Iris Landmark Localization

Computer Vision
PyTorch
Landmark Detection
Edge AI
ncnn
Dense iris landmark regression trained on synthesized eye images — end-to-end from synthetic data generation to real-world inference.
Published

September 1, 2023

A full end-to-end implementation of dense iris landmark localization using a CNN trained exclusively on synthesized eye images and evaluated on real cropped eyes.

Repository: digital-nomad-cheng/Iris_Landmarks_PyTorch

flowchart LR
    A["UnityEyes Synthesizer"] --> B["gen_dataset Scripts"]
    B --> C["Annotated Dataset"]
    C --> D["CNN Training"]
    D --> E["ONNX Export"]
    E --> F["onnxsim"]
    F --> G["ncnn .param/.bin"]

    style A fill:#4a90d9,color:#fff
    style B fill:#7b61ff,color:#fff
    style C fill:#56b6c2,color:#fff
    style D fill:#e06c75,color:#fff
    style E fill:#f0a500,color:#fff
    style F fill:#d35400,color:#fff
    style G fill:#27ae60,color:#fff

The Job-Landing Feature: Synthetic-to-Real Transfer

Most practitioners fine-tune pre-trained models on labelled data. This project takes a harder path:

  1. Synthesize the data — use the UnityEyes renderer to generate thousands of parameterically varied eye images with ground-truth iris landmarks.

○ ○ ○

## Exercise
Carry on the write-up on iris landmark localization above, starting right after its last sentence.

## Recorded data
○ ○ ○

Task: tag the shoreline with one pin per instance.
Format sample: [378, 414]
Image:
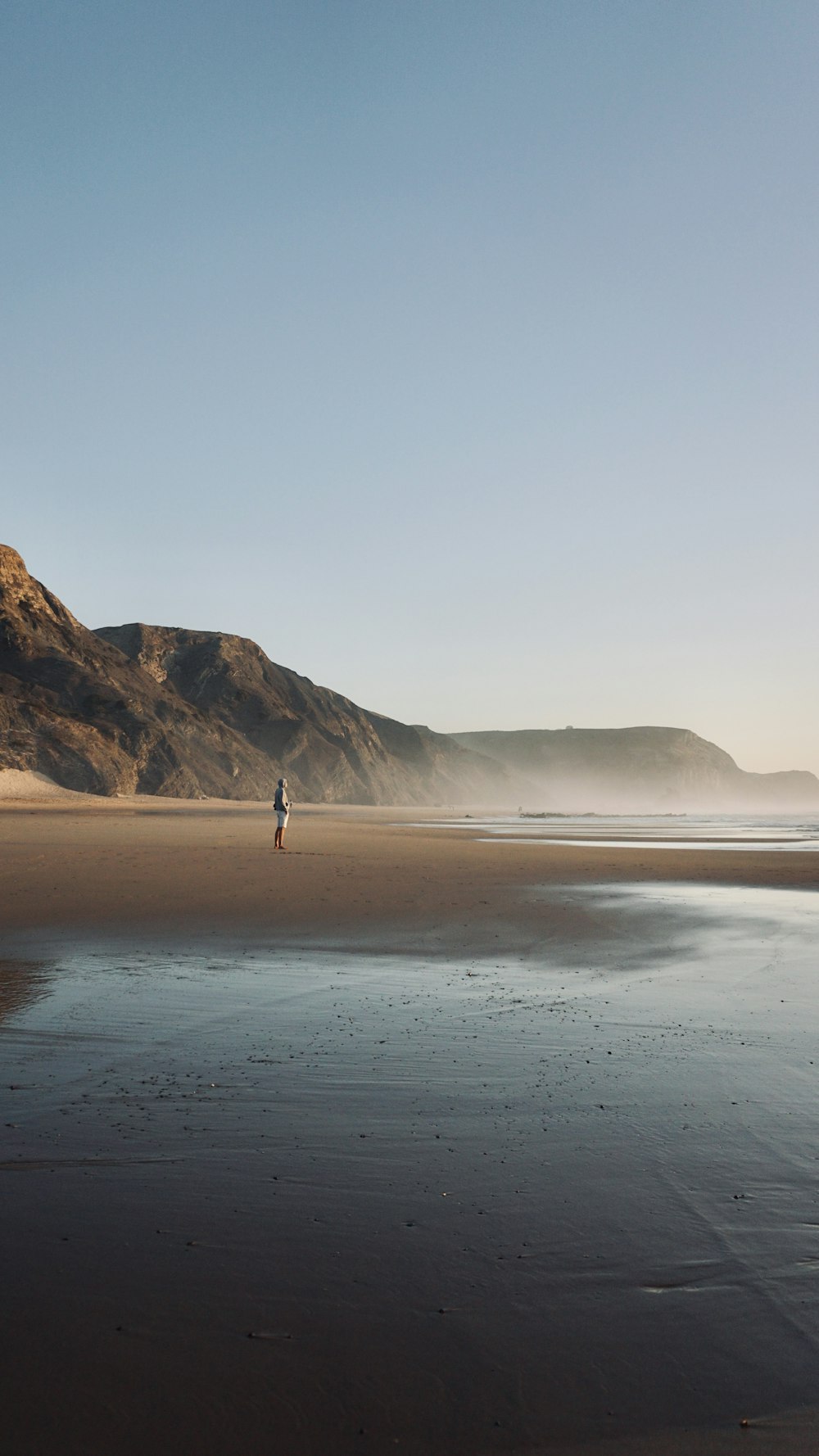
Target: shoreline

○ ○ ○

## Answer
  2. Script the annotationsgen_dataset/ scripts convert renderer outputs into training-ready landmark coordinates.
  3. Design a custom lossloss.py implements a regression loss tailored for facial landmark localization (robust against outliers in synthetic-to-real domain shifts).
  4. Train from scratchtraining/train.py + config.py give full control over architecture, schedule, and augmentation.
  5. Generalise to real eyes — the trained model runs inference on real cropped eye images, demonstrating domain transfer without any real-data labels.

This skill set — building data pipelines, writing loss functions, and closing the sim-to-real gap — is directly relevant to roles in face analytics, AR/VR gaze tracking, automotive ADAS, and robotics perception.

Dataset

Two options for preparing training data:

  • DIY synthesis: Run the UnityEyes renderer and use gen_dataset/ to produce annotations.
  • Pre-built dataset: Download the provided dataset (Baidu Pan, password 990n) and drop images into data/.

Edge Inference with ncnn

The onnx2ncnn/ folder contains the full deployment pipeline for running the iris landmark model on mobile and edge devices:

  1. Architecture optimisationnets/optimized_landmark.py redesigns the backbone using MobileNetV2-style depthwise separable convolutions and inverted residual blocks, cutting FLOPs while preserving accuracy. Input resolution: 100 × 112.
  2. Export to ONNX — the trained PyTorch model is exported via torch.onnx.export.
  3. Model simplificationonnxsim eliminates redundant nodes, producing a clean graph for conversion.
  4. Conversion to ncnnonnx2ncnn.sh calls the onnx2ncnn tool to produce iris_lnet.param (graph definition) and iris_lnet.bin (weights), ready to be loaded by any ncnn C++ or Android/iOS application.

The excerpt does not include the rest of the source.